======== Dataset records

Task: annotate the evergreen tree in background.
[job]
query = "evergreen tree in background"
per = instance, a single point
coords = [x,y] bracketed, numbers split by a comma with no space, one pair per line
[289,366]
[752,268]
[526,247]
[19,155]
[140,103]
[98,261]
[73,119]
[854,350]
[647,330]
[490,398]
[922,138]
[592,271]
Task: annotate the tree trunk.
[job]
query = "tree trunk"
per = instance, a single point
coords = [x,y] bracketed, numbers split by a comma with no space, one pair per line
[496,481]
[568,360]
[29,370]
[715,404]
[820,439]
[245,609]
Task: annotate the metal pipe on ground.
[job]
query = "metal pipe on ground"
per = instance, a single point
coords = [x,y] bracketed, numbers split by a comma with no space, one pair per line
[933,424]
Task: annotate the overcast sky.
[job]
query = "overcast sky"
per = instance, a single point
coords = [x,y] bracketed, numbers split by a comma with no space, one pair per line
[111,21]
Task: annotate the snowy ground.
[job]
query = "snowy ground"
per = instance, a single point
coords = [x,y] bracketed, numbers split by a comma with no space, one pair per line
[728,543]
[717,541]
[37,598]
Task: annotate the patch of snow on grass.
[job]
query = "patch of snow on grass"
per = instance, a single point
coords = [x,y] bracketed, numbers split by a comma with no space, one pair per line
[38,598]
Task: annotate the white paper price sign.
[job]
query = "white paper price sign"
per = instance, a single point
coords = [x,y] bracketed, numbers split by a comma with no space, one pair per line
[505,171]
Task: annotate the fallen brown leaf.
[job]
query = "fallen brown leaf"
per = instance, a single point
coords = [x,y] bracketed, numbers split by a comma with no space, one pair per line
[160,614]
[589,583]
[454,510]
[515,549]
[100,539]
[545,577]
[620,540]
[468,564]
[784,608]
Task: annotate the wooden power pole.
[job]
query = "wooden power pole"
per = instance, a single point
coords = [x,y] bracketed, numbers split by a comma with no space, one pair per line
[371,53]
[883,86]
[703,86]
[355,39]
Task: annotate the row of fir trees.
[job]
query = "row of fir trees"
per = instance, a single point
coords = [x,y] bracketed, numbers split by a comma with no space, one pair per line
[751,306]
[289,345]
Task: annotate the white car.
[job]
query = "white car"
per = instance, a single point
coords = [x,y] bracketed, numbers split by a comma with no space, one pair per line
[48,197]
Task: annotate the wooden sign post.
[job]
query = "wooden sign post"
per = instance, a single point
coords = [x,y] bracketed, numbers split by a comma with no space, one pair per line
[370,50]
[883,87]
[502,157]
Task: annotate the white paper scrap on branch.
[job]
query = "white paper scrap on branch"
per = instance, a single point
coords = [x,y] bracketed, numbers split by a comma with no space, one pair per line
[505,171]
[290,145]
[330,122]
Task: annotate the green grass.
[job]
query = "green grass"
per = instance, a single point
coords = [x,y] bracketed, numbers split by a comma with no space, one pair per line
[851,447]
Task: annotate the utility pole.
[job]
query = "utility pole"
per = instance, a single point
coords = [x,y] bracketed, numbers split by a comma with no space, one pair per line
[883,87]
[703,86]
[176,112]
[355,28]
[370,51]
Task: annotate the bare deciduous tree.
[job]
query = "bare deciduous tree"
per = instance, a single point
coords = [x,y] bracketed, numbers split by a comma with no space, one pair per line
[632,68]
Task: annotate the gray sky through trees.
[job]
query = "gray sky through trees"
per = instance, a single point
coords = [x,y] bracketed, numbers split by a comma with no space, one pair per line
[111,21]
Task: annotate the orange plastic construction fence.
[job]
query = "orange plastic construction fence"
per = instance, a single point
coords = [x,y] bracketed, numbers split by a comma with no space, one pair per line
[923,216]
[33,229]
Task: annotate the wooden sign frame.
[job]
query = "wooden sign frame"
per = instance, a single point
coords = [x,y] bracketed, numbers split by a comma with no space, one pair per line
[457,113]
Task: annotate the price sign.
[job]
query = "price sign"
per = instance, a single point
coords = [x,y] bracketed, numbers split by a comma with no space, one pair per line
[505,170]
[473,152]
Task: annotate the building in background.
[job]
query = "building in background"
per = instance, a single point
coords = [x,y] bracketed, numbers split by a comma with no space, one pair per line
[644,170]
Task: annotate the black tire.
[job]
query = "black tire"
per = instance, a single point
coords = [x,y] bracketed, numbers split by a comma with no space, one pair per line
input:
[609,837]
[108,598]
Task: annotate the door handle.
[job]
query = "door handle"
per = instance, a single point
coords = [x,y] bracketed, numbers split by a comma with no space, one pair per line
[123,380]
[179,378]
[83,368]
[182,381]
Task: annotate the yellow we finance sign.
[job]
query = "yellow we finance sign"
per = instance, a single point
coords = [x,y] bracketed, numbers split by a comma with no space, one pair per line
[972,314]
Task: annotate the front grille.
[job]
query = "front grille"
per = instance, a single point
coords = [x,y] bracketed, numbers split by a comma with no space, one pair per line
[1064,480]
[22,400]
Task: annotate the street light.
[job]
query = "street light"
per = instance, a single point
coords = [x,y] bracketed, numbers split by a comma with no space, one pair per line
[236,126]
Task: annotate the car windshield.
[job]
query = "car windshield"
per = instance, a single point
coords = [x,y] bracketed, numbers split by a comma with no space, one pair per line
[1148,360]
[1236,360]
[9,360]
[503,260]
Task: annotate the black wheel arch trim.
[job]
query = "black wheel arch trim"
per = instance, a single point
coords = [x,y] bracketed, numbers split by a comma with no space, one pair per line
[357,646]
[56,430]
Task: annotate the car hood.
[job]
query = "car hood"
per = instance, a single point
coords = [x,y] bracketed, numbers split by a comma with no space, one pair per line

================

• Task details
Determine how many lines of the listing above include the word "frame", and report that number only.

• Problem solution
2